=== SET TASKS ===
1. Reproduce verbatim the portion of the listing starting at the line containing "For the benchmark, point out every instance of the white batting" and ending at the final line of the listing, both ends included.
2. Extend the article on the group Komiko, picking up after its final sentence.

- Origin: New York, New York, U.S.
- Genres: Post-disco • garage house
- Years active: 1982
- Labels: SAM Records

= Komiko =

1982 American electronic music group

Komiko was a short-lived electronic music studio group signed to SAM Records, an independent label in New York City. According to Allmusic, Carol Williams was once a member of this group but the vocals are attributed to unnamed female personnel, most likely a guest vocalist. Their so-far only song "Feel Alright," written by Nick Braddy, was a collaboration between record producers Darryl Payne and Gary Turnier. Record sleeve note ascribes production credit to Totally Funked Up Productions, Inc. which is a company based in Delaware.

=== MATERIAL FOR THIS TASK ===

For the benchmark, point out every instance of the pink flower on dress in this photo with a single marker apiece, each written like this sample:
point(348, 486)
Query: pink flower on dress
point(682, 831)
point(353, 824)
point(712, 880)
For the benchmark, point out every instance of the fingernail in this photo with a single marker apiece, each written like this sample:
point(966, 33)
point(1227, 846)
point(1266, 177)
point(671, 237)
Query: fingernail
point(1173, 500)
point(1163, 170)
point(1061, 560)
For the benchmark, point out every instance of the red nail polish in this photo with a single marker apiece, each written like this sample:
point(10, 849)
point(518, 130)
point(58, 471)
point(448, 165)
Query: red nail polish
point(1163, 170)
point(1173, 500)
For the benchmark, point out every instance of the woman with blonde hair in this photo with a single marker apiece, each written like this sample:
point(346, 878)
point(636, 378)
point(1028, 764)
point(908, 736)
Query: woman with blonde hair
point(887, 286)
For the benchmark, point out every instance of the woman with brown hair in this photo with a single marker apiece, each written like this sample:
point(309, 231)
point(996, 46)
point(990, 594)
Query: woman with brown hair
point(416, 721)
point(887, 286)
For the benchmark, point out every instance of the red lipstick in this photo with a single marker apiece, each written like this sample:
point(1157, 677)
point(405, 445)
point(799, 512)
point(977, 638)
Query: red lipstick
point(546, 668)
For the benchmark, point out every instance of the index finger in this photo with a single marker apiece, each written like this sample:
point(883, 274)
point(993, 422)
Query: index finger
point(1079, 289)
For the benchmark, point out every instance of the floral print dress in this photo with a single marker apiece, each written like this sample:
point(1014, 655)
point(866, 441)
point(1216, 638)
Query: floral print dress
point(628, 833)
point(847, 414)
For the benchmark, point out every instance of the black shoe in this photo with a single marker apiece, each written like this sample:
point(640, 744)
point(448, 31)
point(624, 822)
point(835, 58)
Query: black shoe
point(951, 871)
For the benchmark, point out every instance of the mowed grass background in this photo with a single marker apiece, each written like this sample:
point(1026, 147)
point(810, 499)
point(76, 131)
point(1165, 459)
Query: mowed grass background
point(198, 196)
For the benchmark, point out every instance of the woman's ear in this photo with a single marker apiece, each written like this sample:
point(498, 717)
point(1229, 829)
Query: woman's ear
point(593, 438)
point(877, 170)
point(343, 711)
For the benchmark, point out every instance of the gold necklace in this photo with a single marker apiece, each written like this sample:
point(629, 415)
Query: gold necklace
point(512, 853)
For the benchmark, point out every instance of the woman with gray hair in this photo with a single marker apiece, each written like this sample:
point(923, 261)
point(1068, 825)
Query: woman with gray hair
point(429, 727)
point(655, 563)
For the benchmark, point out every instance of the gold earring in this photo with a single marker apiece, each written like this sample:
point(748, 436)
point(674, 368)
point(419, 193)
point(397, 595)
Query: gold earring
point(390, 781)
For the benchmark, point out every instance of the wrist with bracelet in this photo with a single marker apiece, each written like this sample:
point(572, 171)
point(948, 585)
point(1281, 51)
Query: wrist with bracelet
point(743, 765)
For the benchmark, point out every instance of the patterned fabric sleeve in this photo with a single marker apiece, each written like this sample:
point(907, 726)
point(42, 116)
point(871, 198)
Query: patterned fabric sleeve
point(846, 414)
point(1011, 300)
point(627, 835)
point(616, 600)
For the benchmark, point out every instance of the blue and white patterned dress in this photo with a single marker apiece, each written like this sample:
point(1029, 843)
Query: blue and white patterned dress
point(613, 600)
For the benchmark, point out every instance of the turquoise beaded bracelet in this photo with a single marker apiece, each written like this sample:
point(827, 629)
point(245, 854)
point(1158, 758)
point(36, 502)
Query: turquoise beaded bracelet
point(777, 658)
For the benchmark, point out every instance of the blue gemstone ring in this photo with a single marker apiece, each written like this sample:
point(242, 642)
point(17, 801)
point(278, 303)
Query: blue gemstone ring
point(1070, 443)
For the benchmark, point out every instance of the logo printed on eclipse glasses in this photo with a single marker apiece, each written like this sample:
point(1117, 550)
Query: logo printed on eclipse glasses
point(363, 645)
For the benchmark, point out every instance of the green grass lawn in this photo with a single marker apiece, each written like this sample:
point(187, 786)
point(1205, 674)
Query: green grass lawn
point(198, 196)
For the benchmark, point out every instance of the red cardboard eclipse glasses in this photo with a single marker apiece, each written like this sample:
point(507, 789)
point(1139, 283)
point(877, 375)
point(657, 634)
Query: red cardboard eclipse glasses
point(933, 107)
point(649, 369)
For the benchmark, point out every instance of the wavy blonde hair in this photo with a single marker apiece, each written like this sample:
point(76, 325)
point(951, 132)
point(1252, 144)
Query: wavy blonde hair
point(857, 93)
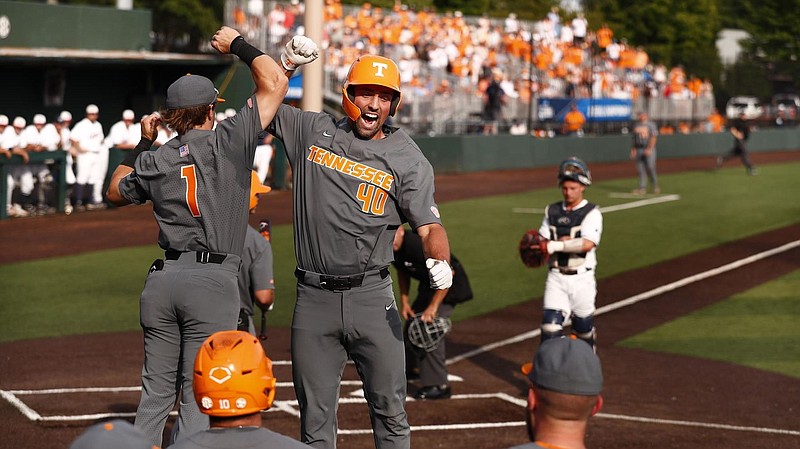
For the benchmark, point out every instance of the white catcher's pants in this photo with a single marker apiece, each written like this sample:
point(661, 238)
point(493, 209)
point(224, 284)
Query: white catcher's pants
point(261, 161)
point(574, 294)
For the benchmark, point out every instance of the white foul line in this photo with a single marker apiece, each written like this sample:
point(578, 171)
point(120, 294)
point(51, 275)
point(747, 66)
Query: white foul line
point(634, 299)
point(605, 209)
point(698, 424)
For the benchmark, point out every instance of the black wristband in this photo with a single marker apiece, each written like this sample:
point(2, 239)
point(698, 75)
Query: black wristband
point(244, 51)
point(130, 159)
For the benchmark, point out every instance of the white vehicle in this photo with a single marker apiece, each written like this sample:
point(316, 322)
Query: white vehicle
point(750, 106)
point(788, 103)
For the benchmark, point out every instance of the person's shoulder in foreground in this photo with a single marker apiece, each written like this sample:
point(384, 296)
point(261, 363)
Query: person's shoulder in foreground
point(564, 392)
point(116, 434)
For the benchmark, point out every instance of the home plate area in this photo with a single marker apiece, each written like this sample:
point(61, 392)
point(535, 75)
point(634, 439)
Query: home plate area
point(85, 405)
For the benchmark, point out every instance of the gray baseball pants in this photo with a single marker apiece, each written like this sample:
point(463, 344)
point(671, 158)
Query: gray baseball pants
point(364, 324)
point(180, 306)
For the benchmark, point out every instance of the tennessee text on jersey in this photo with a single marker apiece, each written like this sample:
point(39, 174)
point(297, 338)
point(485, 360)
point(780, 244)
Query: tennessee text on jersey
point(357, 170)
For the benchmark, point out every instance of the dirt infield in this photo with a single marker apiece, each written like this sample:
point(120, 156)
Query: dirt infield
point(651, 399)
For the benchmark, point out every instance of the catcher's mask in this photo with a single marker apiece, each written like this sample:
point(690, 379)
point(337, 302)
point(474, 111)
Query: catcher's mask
point(426, 336)
point(574, 169)
point(375, 70)
point(232, 375)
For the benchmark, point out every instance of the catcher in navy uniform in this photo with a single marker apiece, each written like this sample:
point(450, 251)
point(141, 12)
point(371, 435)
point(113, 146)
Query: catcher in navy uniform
point(426, 363)
point(566, 242)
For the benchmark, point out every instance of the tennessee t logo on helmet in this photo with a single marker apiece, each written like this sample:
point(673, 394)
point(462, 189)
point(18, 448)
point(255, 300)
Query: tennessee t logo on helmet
point(380, 66)
point(375, 70)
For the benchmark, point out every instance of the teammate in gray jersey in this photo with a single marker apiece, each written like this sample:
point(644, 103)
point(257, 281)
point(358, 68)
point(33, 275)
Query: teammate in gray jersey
point(234, 404)
point(199, 184)
point(354, 182)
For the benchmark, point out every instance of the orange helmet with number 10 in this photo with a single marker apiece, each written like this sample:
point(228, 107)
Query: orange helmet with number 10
point(375, 70)
point(232, 375)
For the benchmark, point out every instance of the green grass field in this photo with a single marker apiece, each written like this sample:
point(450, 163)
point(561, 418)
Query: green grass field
point(99, 292)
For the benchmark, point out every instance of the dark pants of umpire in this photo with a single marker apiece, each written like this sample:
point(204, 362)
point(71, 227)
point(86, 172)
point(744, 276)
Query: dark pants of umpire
point(361, 323)
point(431, 365)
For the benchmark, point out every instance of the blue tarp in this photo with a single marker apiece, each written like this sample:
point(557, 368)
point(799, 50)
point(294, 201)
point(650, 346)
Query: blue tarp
point(595, 109)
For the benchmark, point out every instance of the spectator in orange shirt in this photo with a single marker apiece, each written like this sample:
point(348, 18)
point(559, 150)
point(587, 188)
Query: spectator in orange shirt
point(715, 121)
point(604, 36)
point(574, 121)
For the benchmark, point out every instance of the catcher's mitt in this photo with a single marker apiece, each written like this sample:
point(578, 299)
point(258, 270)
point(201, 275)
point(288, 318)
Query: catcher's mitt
point(533, 249)
point(426, 336)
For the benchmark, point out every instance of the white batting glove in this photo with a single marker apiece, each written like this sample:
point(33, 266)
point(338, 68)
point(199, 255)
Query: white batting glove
point(298, 51)
point(440, 273)
point(554, 246)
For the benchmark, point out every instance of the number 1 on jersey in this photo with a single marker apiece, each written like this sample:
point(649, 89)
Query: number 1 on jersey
point(188, 173)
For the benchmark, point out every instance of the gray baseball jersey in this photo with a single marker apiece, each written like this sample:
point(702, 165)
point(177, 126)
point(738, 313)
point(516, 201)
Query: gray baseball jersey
point(199, 184)
point(349, 197)
point(239, 438)
point(256, 272)
point(348, 191)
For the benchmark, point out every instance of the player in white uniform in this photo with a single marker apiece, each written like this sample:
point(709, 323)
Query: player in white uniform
point(39, 138)
point(18, 175)
point(61, 125)
point(573, 227)
point(92, 156)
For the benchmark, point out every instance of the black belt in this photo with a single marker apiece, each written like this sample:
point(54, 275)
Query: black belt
point(571, 271)
point(201, 256)
point(333, 283)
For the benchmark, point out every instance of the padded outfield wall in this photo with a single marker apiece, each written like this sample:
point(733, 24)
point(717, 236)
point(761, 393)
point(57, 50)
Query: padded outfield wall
point(471, 153)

=== EXERCISE RESULTS ===
1.
For the benchmark, point out every instance of the white batting glove in this photo with a single marker apiece, each written like this sample:
point(33, 266)
point(338, 68)
point(199, 255)
Query: white batting glove
point(298, 51)
point(440, 273)
point(554, 246)
For the benchmark, point out every instance of the number 1 on jersey in this photo with a single marker apiece, each written like this sample:
point(649, 89)
Query: number 1 on jersey
point(188, 173)
For the benchmark, point out every instance of the gray baseball jersey in this photo with a single marker apiece, each written like this sample:
point(702, 165)
point(177, 126)
point(738, 313)
point(516, 201)
Query: gray baseball jersey
point(199, 184)
point(349, 197)
point(239, 438)
point(256, 272)
point(348, 191)
For the benchmark, point out every instance of the player in white uniform in this photo with a single marker apiece, each written like this sample:
point(709, 323)
Query: player in white uniform
point(39, 138)
point(18, 175)
point(61, 125)
point(573, 227)
point(92, 156)
For the benchmark, point out every instance of the black belt in this photo with a single marker apiece, each written like this sample:
point(54, 275)
Query: black belt
point(571, 271)
point(201, 256)
point(333, 283)
For the benchmark, point out every instance of the padded outfield wall in this photo with a single marker apiece, each written like this sample:
point(733, 24)
point(717, 236)
point(761, 393)
point(57, 50)
Query: padded outfield wall
point(471, 153)

2.
==History==
A number of personnel in this group were behind other short-lived groups of the same genre including Vicky D, Sinnamon and Kreamcicle. Both Vicky D and Komiko had Gary R. Turnier as their producer while Payne produced Sinnamon's material. Before Komiko, Williams recorded a song "No One Can Do It (Like You)" for Vanguard Records featuring both credits of Payne and Turnier as its respective producers. Braddy, a native to Jamaica, Queens, whose musical influences include War, Funkadelic, Chicago, and Hendrix, with his writing partner Richard Bassoff are known for penning "Sure Shot," "One Step At A Time" and "Let's Call It a Day," et al. Chaka Khan and Evelyn "Champagne" King backup singer Tracy Weber, who provided vocals for "Sure Shot," was however shot in an armed robbery incident in the same year of its planned release leaving Weber's family with a decision, who, however, allowed it to be published.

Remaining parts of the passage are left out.